> **Reading passage**
Start of Block
Meet the Class of 2025: Michael Backman, MSN Class Speaker

May 14, 2025

By Christina Frank

Michael Backman, RN, MSN, was pursuing a degree in speech pathology when he decided that nursing was his calling. “I was taking an anatomy and physiology course, and I fell in love with the body in its entirety and the science that made it all,” he says. “The field of nursing spoke to me.” 

Backman, who was selected to represent the Class of 2025 as the MSN commencement speaker, is graduating with a Master of Science (MSN) in Nursing and will go on to Yale School of Nursing’s PhD program in the fall.  

“As I was making my way through the MSN program here, I became fascinated with research and identifying gaps in the science,” he says.  

In addition to working part-time as a registered nurse in a pediatric ENT clinic in New Haven, Backman complimented his studies by taking on assignments as research assistant to two YSN PhD candidates.  

One project involved doing qualitative research on communication between parents and pediatric cancer patients as they were nearing the end of life. “It was such a rewarding experience getting to interview all of these parents who had recently lost their children to pediatric cancers,” Backman says. “We learned that parents want quite direct communication with compassion and empathy, not fluff or pandering language.”
End of Block
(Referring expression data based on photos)
Start of Block
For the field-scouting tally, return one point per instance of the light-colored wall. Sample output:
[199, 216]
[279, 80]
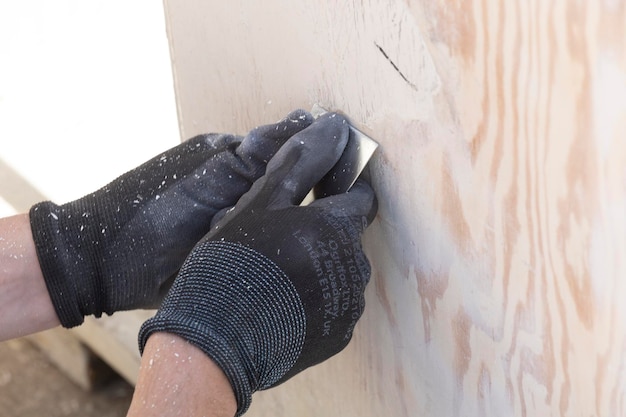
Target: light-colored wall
[499, 251]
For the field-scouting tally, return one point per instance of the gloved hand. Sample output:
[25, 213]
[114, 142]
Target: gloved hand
[117, 248]
[275, 287]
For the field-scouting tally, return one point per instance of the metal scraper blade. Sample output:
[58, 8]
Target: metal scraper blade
[352, 162]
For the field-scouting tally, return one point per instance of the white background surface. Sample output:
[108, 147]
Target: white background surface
[86, 91]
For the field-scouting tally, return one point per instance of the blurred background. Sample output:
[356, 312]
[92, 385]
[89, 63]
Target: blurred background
[86, 93]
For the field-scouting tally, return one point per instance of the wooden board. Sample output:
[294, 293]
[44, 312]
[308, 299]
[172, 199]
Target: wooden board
[81, 353]
[500, 245]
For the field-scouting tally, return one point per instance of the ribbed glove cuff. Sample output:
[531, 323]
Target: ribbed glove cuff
[239, 308]
[53, 253]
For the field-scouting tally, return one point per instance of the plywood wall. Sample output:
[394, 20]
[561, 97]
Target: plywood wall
[499, 251]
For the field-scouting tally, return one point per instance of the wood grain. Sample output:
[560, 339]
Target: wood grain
[500, 246]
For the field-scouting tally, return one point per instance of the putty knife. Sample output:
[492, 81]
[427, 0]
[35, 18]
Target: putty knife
[355, 157]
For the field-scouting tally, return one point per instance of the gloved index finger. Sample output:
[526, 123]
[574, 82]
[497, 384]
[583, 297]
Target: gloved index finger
[264, 141]
[304, 160]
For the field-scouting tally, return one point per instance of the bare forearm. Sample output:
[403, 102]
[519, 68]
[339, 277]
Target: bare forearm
[176, 378]
[25, 306]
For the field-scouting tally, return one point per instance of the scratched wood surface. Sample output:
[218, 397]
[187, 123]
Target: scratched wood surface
[499, 251]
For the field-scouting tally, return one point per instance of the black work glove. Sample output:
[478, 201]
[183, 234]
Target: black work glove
[117, 248]
[275, 287]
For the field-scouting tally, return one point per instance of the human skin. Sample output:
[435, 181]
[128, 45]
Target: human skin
[175, 377]
[25, 306]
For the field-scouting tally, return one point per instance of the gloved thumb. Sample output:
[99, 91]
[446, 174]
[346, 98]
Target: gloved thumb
[303, 161]
[360, 201]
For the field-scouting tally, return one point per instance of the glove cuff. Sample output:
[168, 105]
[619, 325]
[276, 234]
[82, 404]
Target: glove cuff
[241, 310]
[51, 253]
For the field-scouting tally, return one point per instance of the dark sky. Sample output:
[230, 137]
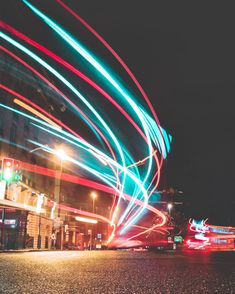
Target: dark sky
[183, 55]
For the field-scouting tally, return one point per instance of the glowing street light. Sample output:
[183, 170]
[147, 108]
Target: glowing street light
[94, 196]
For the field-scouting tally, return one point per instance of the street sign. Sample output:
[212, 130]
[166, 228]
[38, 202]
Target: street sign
[178, 239]
[56, 224]
[2, 189]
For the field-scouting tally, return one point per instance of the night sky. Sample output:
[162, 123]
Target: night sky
[183, 56]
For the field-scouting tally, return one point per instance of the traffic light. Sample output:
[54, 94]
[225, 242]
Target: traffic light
[7, 169]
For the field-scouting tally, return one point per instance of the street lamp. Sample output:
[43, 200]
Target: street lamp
[169, 207]
[93, 196]
[62, 156]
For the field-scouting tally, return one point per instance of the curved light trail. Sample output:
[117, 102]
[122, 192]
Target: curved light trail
[110, 160]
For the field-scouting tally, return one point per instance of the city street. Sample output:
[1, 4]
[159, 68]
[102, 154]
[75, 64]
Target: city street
[117, 272]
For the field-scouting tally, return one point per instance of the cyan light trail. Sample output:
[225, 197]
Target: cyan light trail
[82, 51]
[87, 148]
[74, 90]
[87, 103]
[96, 161]
[49, 53]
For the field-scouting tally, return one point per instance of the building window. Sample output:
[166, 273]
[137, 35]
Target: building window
[13, 133]
[1, 126]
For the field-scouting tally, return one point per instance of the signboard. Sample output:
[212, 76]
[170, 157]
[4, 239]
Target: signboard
[56, 224]
[9, 221]
[2, 189]
[178, 239]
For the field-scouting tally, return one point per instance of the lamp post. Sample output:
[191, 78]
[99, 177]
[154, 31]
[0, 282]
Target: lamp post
[62, 156]
[169, 207]
[94, 196]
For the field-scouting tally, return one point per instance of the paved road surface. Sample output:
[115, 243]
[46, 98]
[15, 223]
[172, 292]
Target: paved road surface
[117, 272]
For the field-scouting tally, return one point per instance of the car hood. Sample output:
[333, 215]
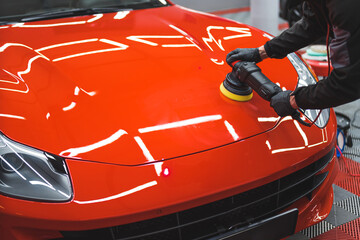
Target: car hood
[129, 87]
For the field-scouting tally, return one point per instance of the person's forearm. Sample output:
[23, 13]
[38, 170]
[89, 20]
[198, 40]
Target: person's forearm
[262, 53]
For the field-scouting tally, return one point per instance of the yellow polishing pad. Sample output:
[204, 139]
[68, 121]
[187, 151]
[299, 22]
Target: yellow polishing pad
[235, 97]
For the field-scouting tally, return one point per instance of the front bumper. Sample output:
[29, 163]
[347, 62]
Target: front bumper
[313, 208]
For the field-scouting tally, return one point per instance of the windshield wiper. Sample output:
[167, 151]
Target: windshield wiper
[71, 13]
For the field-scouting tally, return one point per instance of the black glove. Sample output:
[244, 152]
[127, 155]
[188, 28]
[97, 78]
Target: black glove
[244, 54]
[281, 104]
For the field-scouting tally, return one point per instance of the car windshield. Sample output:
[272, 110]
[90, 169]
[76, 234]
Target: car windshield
[30, 10]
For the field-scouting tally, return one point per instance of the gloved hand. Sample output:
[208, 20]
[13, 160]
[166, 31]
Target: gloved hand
[281, 104]
[244, 54]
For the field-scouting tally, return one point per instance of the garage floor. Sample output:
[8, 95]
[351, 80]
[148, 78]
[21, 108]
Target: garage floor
[343, 223]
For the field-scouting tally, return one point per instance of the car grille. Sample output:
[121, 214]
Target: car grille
[220, 216]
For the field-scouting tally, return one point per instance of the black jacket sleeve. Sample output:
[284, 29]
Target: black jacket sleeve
[343, 84]
[309, 29]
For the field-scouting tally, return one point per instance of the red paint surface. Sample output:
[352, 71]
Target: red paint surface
[93, 107]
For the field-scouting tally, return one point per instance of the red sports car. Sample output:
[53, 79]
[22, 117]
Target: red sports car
[113, 127]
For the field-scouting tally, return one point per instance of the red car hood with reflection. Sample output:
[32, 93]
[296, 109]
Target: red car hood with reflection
[129, 87]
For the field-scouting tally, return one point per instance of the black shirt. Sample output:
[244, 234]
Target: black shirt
[343, 19]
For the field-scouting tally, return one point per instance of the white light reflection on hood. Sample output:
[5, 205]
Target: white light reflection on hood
[182, 123]
[121, 15]
[72, 152]
[120, 195]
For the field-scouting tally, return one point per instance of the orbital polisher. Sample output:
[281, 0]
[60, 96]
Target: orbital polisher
[240, 83]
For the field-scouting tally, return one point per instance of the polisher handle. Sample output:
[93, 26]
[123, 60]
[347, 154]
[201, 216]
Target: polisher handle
[251, 74]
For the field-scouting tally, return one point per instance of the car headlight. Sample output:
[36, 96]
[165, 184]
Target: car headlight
[306, 78]
[31, 174]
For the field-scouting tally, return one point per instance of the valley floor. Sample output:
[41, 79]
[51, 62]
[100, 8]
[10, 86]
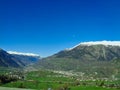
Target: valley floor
[7, 88]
End of Block
> **Exercise tasks**
#1 Answer these questions about the profile of Michael Backman:
(a) What degree was Backman pursuing when he decided that nursing was his calling?
(b) What program will Backman go on to in the fall?
(c) In what kind of clinic does Backman work part-time as a registered nurse?
#2 Write the next part of the profile of Michael Backman, picking up after its last sentence.

> **Answers to the exercise**
#1
(a) A degree in speech pathology.
(b) Yale School of Nursing's PhD program.
(c) A pediatric ENT clinic in New Haven.

#2
He also worked with a research team to study the relationship between pediatric sleep patterns and social determinants of health. “We’re still exploring the data,” he says, “but we are certainly noticing differences in sleep quality based on socioeconomic backgrounds.” 

Reflecting on his journey at YSN and his message to his peers, Backman emphasizes the impact of the COVID pandemic on the class of 2025. “We are the generation of providers who came into this work with a bit more understanding behind what healthcare looks like, having just come through a global pandemic,” he says. “We are the generation of providers who saw all of that, who saw the healthcare system in crisis and still responded with a ‘yes’ to wanting to make a positive impact in patients’ lives and to resolve some of the issues that currently exist within the healthcare system. I think that makes us quite a unique and stalwart generation of providers.” 

His upcoming PhD research will explore how sleep-related data and large language models can be used to detect neurodegenerative diseases like Alzheimer’s.